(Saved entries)
/---

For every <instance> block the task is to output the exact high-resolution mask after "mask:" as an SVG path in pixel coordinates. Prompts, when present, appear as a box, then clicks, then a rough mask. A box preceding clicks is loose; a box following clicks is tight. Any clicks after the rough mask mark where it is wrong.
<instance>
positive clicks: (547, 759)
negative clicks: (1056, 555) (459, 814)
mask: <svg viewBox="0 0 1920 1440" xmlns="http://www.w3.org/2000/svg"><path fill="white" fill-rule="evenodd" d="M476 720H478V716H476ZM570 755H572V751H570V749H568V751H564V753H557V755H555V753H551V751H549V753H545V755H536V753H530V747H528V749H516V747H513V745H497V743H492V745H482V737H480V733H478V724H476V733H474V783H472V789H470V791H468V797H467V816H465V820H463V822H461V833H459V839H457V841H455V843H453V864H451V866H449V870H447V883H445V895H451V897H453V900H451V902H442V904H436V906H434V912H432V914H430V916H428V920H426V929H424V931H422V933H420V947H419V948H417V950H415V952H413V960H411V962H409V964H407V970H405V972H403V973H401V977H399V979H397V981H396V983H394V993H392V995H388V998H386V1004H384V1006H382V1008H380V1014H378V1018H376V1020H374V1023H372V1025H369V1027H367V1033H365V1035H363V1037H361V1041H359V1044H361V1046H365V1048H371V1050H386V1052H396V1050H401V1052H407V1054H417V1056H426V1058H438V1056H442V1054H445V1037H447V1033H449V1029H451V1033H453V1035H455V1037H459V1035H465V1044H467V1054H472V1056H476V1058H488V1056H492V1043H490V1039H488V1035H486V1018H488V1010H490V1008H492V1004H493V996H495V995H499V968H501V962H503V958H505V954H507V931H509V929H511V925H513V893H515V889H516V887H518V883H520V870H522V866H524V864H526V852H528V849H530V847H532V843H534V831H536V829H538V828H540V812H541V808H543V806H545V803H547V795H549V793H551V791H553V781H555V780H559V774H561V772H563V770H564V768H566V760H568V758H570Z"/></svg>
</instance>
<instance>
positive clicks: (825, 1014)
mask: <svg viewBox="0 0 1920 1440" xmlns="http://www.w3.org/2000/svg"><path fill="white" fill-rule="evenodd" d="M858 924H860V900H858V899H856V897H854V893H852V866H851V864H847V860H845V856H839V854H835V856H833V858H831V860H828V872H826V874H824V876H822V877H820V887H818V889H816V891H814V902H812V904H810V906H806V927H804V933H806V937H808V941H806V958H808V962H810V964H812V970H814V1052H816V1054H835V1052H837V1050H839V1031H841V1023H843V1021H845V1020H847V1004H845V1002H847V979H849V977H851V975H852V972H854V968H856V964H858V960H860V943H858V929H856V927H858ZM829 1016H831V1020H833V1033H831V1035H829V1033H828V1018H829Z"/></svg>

\---

Assignment >> Return each line of the data exactly as it was given.

Exercise answer >>
For every <instance> block the task is to output the exact high-resolution mask after "mask:" as an SVG path in pixel coordinates. Prompts, when present, appear as a box, then clicks, then a rough mask. A box preceding clicks is loose; a box following clicks is tight. Any clicks after the rough mask mark where it is wrong.
<instance>
positive clicks: (547, 759)
negative clicks: (1056, 555) (459, 814)
mask: <svg viewBox="0 0 1920 1440" xmlns="http://www.w3.org/2000/svg"><path fill="white" fill-rule="evenodd" d="M476 720H478V716H476ZM570 755H572V751H570V749H568V751H564V753H557V755H555V753H551V751H549V753H545V755H536V753H530V747H528V749H516V747H513V745H497V743H492V745H482V737H480V733H478V724H476V733H474V783H472V789H470V791H468V797H467V816H465V820H463V822H461V833H459V839H457V841H455V843H453V864H451V866H449V870H447V883H445V895H451V897H453V900H451V902H442V904H436V906H434V912H432V914H430V916H428V920H426V929H424V931H422V933H420V947H419V948H417V950H415V952H413V960H411V962H409V964H407V970H405V972H403V973H401V977H399V979H397V981H396V983H394V993H392V995H388V998H386V1004H384V1006H382V1008H380V1014H378V1018H376V1020H374V1023H372V1025H369V1027H367V1033H365V1035H363V1037H361V1041H359V1044H361V1046H365V1048H371V1050H386V1052H396V1050H401V1052H407V1054H417V1056H426V1058H438V1056H442V1054H445V1037H447V1033H449V1029H451V1033H453V1035H455V1037H459V1035H465V1044H467V1054H472V1056H476V1058H488V1056H492V1043H490V1039H488V1035H486V1018H488V1010H490V1008H492V1004H493V996H495V995H499V968H501V962H503V958H505V954H507V931H509V929H511V925H513V893H515V889H516V887H518V883H520V870H522V866H524V864H526V852H528V849H530V847H532V843H534V831H536V829H538V828H540V812H541V808H543V806H545V803H547V795H549V793H551V791H553V781H555V780H559V774H561V772H563V770H564V768H566V760H568V758H570Z"/></svg>
</instance>
<instance>
positive clicks: (825, 1014)
mask: <svg viewBox="0 0 1920 1440" xmlns="http://www.w3.org/2000/svg"><path fill="white" fill-rule="evenodd" d="M858 924H860V900H858V899H856V897H854V893H852V866H851V864H847V860H845V856H839V854H835V856H833V858H831V860H828V872H826V874H824V876H822V877H820V887H818V889H816V891H814V902H812V904H810V906H806V927H804V933H806V937H808V941H806V958H808V962H810V964H812V970H814V1052H816V1054H835V1052H837V1050H839V1031H841V1023H843V1021H845V1020H847V1004H845V1002H847V979H849V977H851V975H852V972H854V968H856V964H858V960H860V943H858V929H856V927H858ZM829 1016H831V1020H833V1033H831V1035H829V1033H828V1018H829Z"/></svg>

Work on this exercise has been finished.